• **GOAL**: State how many lines in the material below contain the word "cloud", and give only the number.

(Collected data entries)
<<<<
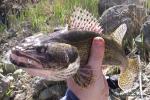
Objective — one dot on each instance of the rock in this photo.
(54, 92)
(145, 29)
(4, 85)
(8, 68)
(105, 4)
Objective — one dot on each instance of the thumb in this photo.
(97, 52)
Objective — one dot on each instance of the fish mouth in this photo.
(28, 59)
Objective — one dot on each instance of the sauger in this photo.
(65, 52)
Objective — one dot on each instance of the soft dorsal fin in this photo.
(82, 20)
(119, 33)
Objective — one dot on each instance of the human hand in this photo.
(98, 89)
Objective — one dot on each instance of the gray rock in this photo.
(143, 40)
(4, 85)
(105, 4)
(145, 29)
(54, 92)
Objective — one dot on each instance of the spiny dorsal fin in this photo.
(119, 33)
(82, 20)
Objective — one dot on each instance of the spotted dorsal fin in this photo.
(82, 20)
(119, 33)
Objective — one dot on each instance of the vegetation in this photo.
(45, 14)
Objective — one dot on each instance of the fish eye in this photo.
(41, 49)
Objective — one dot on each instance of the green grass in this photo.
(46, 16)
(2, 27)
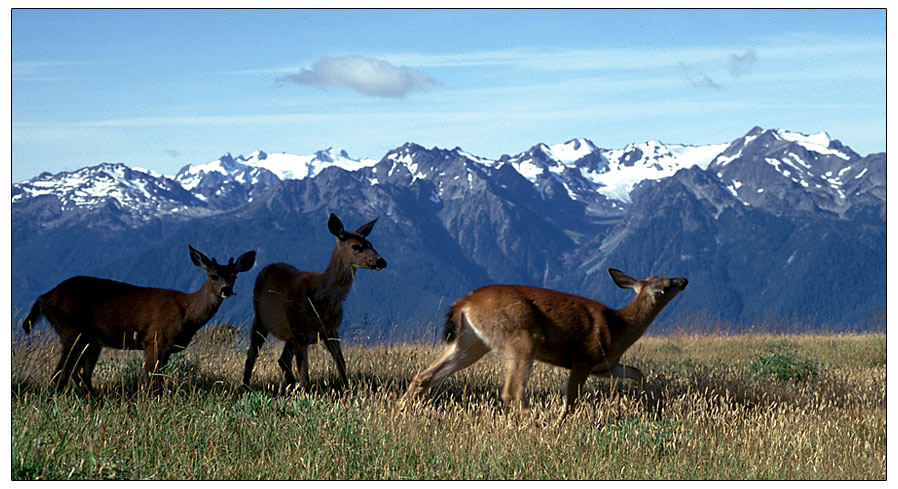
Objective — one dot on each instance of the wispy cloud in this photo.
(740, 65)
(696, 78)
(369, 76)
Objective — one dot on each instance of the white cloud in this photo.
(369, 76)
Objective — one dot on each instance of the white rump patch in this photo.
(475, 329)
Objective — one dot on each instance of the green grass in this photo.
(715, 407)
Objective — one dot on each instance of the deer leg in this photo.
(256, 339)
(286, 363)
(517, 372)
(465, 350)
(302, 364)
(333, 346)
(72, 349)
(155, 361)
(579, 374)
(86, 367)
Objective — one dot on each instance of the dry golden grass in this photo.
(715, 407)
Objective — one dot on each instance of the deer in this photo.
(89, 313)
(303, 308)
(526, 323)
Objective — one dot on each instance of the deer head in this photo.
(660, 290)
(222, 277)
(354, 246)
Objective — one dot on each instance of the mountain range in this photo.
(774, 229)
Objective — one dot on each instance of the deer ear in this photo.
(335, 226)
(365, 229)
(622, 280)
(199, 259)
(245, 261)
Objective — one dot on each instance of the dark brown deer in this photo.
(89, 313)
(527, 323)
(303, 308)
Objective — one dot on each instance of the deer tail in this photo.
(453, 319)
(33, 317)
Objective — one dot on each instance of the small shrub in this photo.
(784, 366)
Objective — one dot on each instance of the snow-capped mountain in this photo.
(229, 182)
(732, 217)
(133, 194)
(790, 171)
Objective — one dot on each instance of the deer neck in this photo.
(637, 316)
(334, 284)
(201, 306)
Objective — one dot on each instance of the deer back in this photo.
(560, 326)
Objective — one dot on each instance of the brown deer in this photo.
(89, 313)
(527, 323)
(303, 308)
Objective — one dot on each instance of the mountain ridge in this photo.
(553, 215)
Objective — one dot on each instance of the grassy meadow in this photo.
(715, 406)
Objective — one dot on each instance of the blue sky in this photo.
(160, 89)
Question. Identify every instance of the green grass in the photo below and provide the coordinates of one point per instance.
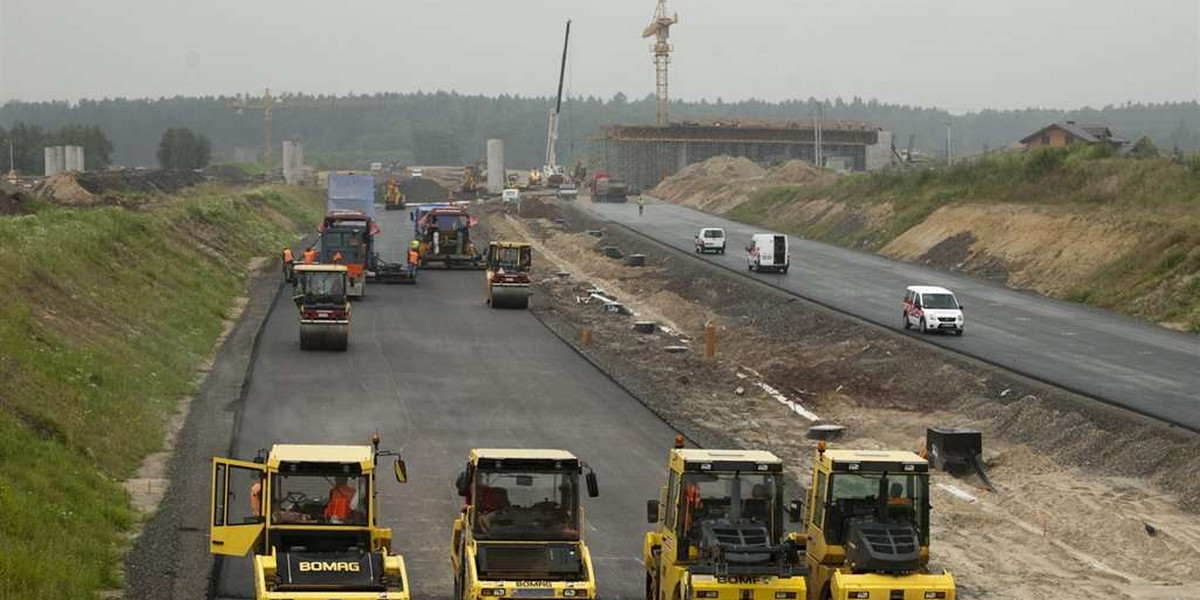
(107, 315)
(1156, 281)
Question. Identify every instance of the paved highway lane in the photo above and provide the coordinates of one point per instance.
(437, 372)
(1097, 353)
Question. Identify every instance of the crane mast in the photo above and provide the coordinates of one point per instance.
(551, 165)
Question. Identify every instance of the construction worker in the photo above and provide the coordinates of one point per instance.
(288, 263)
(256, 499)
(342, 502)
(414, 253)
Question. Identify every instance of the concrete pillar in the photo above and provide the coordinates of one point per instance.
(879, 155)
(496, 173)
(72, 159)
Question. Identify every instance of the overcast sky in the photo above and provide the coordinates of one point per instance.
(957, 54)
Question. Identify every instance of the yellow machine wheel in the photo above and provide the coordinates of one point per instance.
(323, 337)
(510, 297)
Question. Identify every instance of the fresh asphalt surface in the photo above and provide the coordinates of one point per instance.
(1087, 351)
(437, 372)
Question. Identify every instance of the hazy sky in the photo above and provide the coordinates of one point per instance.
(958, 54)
>>>>
<<<<
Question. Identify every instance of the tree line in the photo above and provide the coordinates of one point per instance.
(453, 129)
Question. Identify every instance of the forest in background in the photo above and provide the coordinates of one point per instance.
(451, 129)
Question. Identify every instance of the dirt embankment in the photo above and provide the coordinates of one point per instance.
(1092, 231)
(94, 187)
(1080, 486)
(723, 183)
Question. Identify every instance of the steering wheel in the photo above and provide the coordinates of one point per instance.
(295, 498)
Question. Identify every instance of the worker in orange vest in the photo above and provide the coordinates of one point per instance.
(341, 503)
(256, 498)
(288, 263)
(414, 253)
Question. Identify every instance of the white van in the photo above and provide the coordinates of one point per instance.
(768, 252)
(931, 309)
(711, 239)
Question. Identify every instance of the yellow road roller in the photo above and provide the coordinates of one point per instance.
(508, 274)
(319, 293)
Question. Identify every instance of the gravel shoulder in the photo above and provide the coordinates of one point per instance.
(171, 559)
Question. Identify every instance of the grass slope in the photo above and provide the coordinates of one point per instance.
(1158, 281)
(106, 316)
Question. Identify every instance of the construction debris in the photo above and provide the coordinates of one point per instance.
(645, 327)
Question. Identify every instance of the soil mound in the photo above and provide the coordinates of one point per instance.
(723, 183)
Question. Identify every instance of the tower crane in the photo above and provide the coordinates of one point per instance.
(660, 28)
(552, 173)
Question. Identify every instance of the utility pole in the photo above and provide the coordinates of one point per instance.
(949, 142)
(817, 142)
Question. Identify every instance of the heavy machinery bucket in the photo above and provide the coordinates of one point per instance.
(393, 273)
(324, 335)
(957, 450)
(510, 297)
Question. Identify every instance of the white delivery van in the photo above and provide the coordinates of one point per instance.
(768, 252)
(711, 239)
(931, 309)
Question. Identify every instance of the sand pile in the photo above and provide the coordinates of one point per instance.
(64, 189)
>>>>
• **THE OUTPUT**: 2